# Requisitos do exercício
1) Transcreva do segmento do documento a parte que abre com as palavras que contêm "A Sr.ª Deputada não precisa" e fecha com "dizer alguma coisa.".
2) Reescreva de forma mais breve o parágrafo do segmento do documento que começa por "A Sr.ª Deputada não precisa só de um percurso", mantendo os factos principais.
3) Indique se cada afirmação está de acordo com o segmento do documento, respondendo sim ou não e citando as palavras decisivas: (a) A verba para o ensino superior inclui 13,9 milhões de contos de propinas. (b) O Partido Socialista afirmou que as propinas serviriam para substituir a falta de financiamento do Governo. (c) A Sr.ª Deputada acompanhou a discussão na Comissão de Educação, Ciência e Cultura.

=== Segmento do documento ===

Em segundo lugar, como a Sr.ª Deputada não acompanhou a discussão que foi feita na Comissão de Educação, Ciência e Cultura, como a senhora não conhece o Orçamento, então vamos ajudá-la: a verba para o ensino superior tem, em rodapé, em letras mais pequeninas, 13,9 milhões de contos de propinas. Sabe o que é isto, Sr.ª Deputada? Roubo às instituições! Roubo aos alunos! Roubo às famílias! Sabe o que é isto, Sr.ª Deputada? Falta de seriedade!

O Partido Socialista disse aqui, nesta Casa, que as propinas eram para aumentar a qualidade do ensino superior, elevar a sua qualidade! E para que é que são? Para substituir a ausência de financiamento do Governo e para substituir os «buracos» que o Governo provoca nas Faculdades!

A Sr.ª Deputada não precisa só de um percurso pelo País, precisa de percursos plurais, e um deles é o de ouvir os reitores. Precisa de ouvir o Conselho de Reitores, o Conselho Coordenador dos Institutos Politécnicos, os reitores das Universidades de Coimbra, da Nova, de Lisboa, do Porto, de todas as universidades, a dizerem que não têm dinheiro para pagar salários. Portanto, Sr.ª Deputada, esclareça-se e depois venha dizer alguma coisa.

=== Registos fornecidos ===

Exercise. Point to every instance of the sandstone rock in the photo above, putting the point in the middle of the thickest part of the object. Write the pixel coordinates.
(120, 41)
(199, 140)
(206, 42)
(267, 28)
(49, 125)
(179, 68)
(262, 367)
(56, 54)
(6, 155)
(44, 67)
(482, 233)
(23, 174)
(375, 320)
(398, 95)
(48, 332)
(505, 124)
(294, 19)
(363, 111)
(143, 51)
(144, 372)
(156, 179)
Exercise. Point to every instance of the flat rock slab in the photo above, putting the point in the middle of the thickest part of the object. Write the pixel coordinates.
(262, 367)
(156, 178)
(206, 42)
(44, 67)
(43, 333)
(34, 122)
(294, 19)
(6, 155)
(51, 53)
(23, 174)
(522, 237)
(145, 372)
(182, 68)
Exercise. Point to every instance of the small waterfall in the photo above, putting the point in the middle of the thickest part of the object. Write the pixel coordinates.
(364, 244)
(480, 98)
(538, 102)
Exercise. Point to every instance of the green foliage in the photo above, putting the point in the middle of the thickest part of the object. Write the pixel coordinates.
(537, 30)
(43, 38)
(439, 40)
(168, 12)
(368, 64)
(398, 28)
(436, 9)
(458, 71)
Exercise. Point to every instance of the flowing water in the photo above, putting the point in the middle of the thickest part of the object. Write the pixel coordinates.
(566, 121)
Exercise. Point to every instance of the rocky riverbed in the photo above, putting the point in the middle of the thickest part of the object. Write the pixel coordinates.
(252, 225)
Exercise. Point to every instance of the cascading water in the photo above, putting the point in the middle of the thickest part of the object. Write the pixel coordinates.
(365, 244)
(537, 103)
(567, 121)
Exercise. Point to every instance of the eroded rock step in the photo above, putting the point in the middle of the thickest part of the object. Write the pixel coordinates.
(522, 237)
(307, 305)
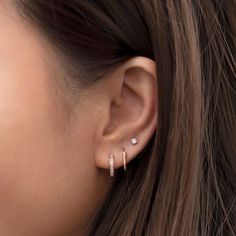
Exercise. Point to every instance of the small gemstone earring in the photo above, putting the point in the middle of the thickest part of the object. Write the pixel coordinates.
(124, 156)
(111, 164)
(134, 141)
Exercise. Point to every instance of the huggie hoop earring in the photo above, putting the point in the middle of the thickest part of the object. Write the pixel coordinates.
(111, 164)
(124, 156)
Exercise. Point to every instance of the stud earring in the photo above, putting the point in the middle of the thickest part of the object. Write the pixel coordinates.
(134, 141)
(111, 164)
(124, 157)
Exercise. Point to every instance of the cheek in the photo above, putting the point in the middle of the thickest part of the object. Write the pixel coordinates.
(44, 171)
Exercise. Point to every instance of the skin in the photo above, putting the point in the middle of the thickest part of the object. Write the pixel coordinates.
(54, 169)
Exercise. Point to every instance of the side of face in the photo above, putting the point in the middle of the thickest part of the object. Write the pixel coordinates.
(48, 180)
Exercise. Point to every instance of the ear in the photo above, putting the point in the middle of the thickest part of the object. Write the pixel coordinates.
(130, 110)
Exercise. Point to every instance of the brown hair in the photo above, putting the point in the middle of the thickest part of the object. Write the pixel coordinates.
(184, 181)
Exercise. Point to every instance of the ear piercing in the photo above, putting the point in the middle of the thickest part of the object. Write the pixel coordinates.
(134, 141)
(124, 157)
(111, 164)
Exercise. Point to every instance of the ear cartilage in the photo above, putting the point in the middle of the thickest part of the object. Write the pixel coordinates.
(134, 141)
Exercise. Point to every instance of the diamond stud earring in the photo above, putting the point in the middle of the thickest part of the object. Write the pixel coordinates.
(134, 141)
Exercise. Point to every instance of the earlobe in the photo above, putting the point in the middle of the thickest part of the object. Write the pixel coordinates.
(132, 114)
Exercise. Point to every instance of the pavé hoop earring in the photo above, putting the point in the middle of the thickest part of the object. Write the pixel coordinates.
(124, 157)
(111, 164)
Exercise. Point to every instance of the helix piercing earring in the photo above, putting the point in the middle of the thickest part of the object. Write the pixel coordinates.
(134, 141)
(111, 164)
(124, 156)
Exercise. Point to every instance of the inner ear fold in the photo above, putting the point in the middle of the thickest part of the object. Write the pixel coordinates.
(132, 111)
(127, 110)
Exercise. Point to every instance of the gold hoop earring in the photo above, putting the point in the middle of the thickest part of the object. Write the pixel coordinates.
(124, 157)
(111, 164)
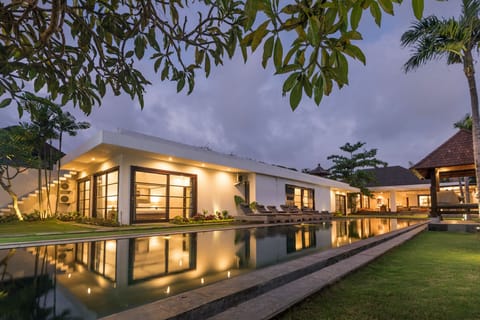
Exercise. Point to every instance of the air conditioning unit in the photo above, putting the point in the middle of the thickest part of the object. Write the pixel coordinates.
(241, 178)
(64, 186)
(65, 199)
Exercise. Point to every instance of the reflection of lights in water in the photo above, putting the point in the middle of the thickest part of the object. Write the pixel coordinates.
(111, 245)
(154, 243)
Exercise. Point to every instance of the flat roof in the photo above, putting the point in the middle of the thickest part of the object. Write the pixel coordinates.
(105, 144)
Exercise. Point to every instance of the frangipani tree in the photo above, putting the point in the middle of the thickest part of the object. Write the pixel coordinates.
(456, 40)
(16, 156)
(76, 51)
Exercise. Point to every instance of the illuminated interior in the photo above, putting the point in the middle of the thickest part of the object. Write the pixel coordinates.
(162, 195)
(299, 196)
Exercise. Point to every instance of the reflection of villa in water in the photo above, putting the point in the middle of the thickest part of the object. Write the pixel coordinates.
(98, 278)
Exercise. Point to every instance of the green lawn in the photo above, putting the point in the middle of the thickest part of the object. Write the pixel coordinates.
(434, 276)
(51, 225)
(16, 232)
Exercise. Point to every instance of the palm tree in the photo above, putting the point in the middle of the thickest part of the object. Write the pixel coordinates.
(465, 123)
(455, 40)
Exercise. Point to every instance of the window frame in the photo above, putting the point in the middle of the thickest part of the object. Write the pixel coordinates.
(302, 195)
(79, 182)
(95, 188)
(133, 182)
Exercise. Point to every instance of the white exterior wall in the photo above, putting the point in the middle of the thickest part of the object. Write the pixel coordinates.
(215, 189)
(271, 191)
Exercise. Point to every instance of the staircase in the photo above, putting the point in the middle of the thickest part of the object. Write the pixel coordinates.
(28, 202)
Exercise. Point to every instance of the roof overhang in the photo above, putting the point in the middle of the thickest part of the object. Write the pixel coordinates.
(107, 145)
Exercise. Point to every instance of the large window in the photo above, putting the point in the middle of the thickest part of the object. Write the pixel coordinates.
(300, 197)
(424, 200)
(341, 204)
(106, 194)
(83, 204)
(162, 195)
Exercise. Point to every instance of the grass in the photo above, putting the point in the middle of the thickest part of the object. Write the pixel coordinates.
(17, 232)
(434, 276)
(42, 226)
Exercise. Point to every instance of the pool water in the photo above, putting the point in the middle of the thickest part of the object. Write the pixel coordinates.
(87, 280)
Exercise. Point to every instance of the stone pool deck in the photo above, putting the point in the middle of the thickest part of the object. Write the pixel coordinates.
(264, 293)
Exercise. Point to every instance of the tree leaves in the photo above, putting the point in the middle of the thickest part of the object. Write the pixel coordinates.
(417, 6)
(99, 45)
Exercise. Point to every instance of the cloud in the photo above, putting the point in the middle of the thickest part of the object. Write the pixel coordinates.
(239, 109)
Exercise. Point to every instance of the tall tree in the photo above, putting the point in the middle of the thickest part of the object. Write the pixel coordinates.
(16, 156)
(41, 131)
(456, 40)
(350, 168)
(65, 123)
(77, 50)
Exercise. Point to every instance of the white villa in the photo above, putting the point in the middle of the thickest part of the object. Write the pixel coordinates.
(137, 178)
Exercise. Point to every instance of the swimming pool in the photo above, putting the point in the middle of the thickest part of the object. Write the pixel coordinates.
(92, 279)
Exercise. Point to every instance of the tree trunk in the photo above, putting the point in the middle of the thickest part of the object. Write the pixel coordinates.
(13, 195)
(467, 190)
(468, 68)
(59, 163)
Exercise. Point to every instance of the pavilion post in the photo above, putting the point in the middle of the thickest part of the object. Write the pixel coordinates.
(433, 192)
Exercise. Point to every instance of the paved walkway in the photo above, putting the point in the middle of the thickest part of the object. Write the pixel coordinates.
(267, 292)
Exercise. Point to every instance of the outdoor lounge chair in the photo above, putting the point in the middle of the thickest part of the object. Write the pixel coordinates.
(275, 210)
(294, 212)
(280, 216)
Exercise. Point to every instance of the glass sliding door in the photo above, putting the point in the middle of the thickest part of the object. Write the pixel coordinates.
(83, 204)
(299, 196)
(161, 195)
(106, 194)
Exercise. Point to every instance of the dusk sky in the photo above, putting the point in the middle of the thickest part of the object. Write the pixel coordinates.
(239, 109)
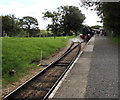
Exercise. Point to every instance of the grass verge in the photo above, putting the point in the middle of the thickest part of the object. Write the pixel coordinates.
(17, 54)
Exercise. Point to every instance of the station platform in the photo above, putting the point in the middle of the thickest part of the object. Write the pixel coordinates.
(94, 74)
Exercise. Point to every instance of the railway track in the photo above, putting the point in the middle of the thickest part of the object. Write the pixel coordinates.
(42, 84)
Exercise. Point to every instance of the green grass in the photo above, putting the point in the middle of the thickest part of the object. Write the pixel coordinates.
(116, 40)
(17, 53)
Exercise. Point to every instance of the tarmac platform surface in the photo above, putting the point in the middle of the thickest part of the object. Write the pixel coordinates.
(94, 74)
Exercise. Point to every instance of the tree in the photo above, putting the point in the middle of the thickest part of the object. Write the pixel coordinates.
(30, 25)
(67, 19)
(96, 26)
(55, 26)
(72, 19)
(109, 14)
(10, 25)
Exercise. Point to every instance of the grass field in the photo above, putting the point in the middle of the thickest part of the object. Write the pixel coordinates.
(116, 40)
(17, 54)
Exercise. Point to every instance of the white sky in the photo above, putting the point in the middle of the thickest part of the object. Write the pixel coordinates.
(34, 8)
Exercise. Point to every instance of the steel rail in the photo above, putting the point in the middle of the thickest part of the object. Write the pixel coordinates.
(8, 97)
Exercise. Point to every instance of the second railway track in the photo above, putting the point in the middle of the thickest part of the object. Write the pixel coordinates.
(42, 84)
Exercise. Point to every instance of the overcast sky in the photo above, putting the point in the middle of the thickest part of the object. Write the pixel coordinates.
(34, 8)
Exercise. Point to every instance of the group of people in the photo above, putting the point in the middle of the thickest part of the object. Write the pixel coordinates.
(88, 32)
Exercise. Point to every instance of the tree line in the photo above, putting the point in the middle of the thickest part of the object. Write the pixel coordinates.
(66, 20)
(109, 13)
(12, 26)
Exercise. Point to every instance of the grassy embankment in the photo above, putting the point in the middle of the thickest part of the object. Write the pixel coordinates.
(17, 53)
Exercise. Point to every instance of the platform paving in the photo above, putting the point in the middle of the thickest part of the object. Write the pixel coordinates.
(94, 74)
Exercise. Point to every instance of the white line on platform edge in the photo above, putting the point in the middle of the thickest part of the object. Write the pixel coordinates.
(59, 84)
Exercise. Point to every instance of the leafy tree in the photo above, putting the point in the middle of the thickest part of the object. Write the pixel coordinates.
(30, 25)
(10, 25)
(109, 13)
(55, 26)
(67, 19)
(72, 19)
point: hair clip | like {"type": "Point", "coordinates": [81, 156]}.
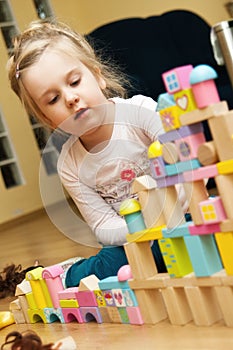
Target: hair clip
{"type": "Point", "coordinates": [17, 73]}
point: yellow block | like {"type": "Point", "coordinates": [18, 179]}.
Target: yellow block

===

# Resultados por tarefa
1)
A Sr.ª Deputada não precisa só de um percurso pelo País, precisa de percursos plurais, e um deles é o de ouvir os reitores. Precisa de ouvir o Conselho de Reitores, o Conselho Coordenador dos Institutos Politécnicos, os reitores das Universidades de Coimbra, da Nova, de Lisboa, do Porto, de todas as universidades, a dizerem que não têm dinheiro para pagar salários. Portanto, Sr.ª Deputada, esclareça-se e depois venha dizer alguma coisa.

2) A Sr.ª Deputada precisa de ouvir os reitores: o Conselho de Reitores, o Conselho Coordenador dos Institutos Politécnicos e os reitores de todas as universidades, como as de Coimbra, da Nova, de Lisboa e do Porto. Estes dizem que não têm dinheiro para pagar salários. Deve esclarecer-se antes de voltar a dizer alguma coisa.

3)
(a) Sim: "a verba para o ensino superior tem, em rodapé, em letras mais pequeninas, 13,9 milhões de contos de propinas".
(b) Não: "O Partido Socialista disse aqui, nesta Casa, que as propinas eram para aumentar a qualidade do ensino superior".
(c) Não: "a Sr.ª Deputada não acompanhou a discussão que foi feita na Comissão de Educação, Ciência e Cultura".